В воспоминаниях Веэса нет четкого порядка, и здесь он затронул то, о чем подробно будет рассказано ниже. Возвращаясь к туринским годам и личной жизни, которую, впрочем, трудно отделить от «общественной», он вспоминает летний отдых на море в Бокка ди Магра и в горах в Конье26 . Упорно возникает в памяти самая что ни на есть «личная» история, приключившаяся с ним в Бокка ди Магра. Здесь жили Фортини, Эйнауди и другие со своими семьями. Однажды на взятой напрокат лодке Веэс отправился вместе с семьей и приятелем на дальний пляж, где уже были Фортини и остальные, приехавшие туда на машине. Во второй половине дня погода стала портиться, однако, не вняв уговорам друзей, Веэс решил возвращаться назад на лодке, чтобы сдать прокатчику, но при виде грозного неба оставил своих с Фортини. На лодке с ним поехал его приятель Эцио Ф., с которым они учились в Москве. Эцио, несмотря на слухи (возможно не имевшие под собой основания) о его каких-то темных «политических» связях, всегда был Веэсу очень симпатичен (у него была своя критическая позиция в отношении коммунистической ортодоксии). На полдороге к цели небо заволокла тьма, разрываемая молниями, и под яростными порывами ветра разразился страшный шторм. Веэс сидел на веслах несчастной посудины, которую взмывало на гребни валов, чтобы потом обрушить в ревущую бездну. Эцио, прекрасный пловец, бросился в море и кричал Веэсу из водной пучины, чтобы тот ради спасения тоже прыгал в воду. Но Веэс не умел и не умеет плавать - разве что в нескольких метрах от берега в спокойной воде. И он в состоянии какого-то трезвого помешательства продолжал грести, чаще загребая воздух, чем воду и носился вверх и вниз по этим жутким американским горкам. В тот момент Веэс не молился, но кто-то сделал это за него: постепенно этому аду пришел конец, Эцио, тоже в шоке, вернулся в лодку, и они вдвоем достигли пляжа. Фортини с невозмутимым участием признался: «А мы уж думали тебе конец».

•••••

▶ **НАБОР ЗАДАНИЙ**
1. Какие люди названы в документе по имени или фамилии? Перечислите всех.
2. Ответьте по документу:
(а) На чем Веэс с семьей и приятелем отправился на дальний пляж?
(б) Где Веэс учился вместе с Эцио?
(в) Что сказал Фортини, когда Веэс и Эцио добрались до пляжа?
Данные к этому никакого отношения не имеют.

▶ **ИСХОДНЫЕ ДАННЫЕ**
•••••

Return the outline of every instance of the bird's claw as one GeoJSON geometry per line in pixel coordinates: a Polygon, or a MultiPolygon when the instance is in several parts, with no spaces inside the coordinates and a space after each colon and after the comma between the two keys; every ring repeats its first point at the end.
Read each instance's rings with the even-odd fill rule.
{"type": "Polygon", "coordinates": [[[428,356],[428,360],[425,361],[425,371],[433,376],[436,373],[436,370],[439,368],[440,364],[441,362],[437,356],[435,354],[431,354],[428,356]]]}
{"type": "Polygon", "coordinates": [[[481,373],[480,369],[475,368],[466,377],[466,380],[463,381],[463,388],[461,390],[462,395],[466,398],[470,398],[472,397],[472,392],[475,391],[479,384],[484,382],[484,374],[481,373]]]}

•••••

▶ **РЕШЕНИЯ ЗАДАЧ**
1. Веэс, Фортини, Эйнауди, Эцио Ф.

2.
(а) На взятой напрокат лодке.
(б) В Москве.
(в) «А мы уж думали тебе конец».